> _TASK REQUIREMENTS_:
Answer these from the article on the asthma project:
1. By what percentage did emergency room visits drop?
2. What two goals did the team set for clinical measures?
3. Which team member is permanently assigned to a patient's case?

> _SELECTED EXTRACT_:
Asthma project cuts hospitalizations by 95%

ER visits drop 87% after benchmarking effort

When patients with severe asthma receive extensive patient education and close follow-up care, emergency room visits and hospital admissions can drop dramatically. You’ve probably heard that before, but now you can see it in action: A quality improvement project at the Burlington, MA-based Lahey Clinic slashed hospitalizations by 95% and emergency room visits by 87% in a year and a half.

At the Lahey Clinic, quality improvement has become an integral part of routine practice in many areas. But asthma specialists felt not enough attention was being paid to improving care for their sickest patients, so they formed a multidisciplinary team to study the issue.

"We were frustrated that we really didn’t have a good system for taking care of a certain fraction of asthma patients," says Andrew Villanueva, MD, a pulmonologist and critical care specialist who is director of the Lahey Clinic’s Asthma Center. "Most of the time, asthma is a mild or moderate disease that you can take care of in a routine office visit, but there are some patients that really are quite costly. Between 5% and 10% of patients account for 70% to 80% of costs because they use the emergency room a lot and are hospitalized frequently."

The team — made up of pulmonologists, allergists, pediatricians, internists, emergency room physicians, respiratory therapists, nurses, pharmacists, and quality resource personnel — included benchmarking in the process. External benchmarking included conversations with Boston-area physicians and a literature review, while internal benchmarking came through setting up data collection on four parameters:

1. clinical outcomes;

2. functional health status;

3. patient satisfaction;

4. cost.

Data collection is ongoing in these areas, Villanueva says. Clinical measures include number of prescriptions filled of beta agonists each month, use of anti-inflammatory medications, and average morning peak flows. The team set two goals: Patients use less than one canister a month of a beta agonist, and 80% to 90% of patients take anti-inflammatory medications. Functional health status is measured using the SF-36 quality of life survey as well as anxiety and depression scores. Satisfaction is measured through questionnaires for patients and soon, referring physicians. Cost will be measured on emergency visits and hospitalizations.

But it’s clear so far that the dramatic reductions in two problem areas — emergency visits and hospitalizations — can be achieved through extensive education and a multidisciplinary approach to following patients, he says.

The Asthma Center accepts patients who have been hospitalized or have been to the emergency room twice in a six-month period for asthma. The patients make an initial visit of about four hours in which they see all the members of the multidisciplinary care team: a nurse (who will be permanently assigned to the case), a pulmonologist, an allergist, a pharmacist, and a respiratory therapist. The nurse takes the patient history on a standardized form, the pulmonologist looks at the medication regimen and any medical confounding factors that might be causing the symptoms, the allergist focuses on environmental aspects and skin testing, and the pharmacist goes over the medications. The respiratory therapist administers pulmonary function tests and watches how the patient uses a metered dose inhaler and peak flow meter.

At the end of the visit, the entire team meets to discuss the patient’s status and determine the cause of the difficulty, he says. The team comes up with a treatment plan, which the physician discusses with the patient before he or she leaves that same day. The nurse and pharmacist go over the details, especially the action plan for how to handle symptoms, as well as any changes in medications. The plan always includes keeping in touch with the patient’s primary care physician.

> _MATERIAL SHOWN_:
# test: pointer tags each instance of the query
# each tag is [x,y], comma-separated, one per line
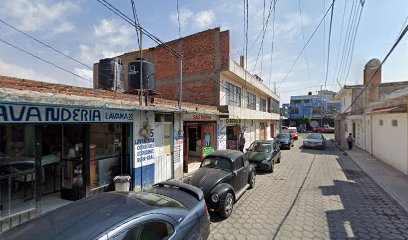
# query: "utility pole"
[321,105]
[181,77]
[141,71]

> _RESPONSE_:
1. 87%
2. Patients use less than one canister a month of a beta agonist, and 80% to 90% of patients take anti-inflammatory medications.
3. A nurse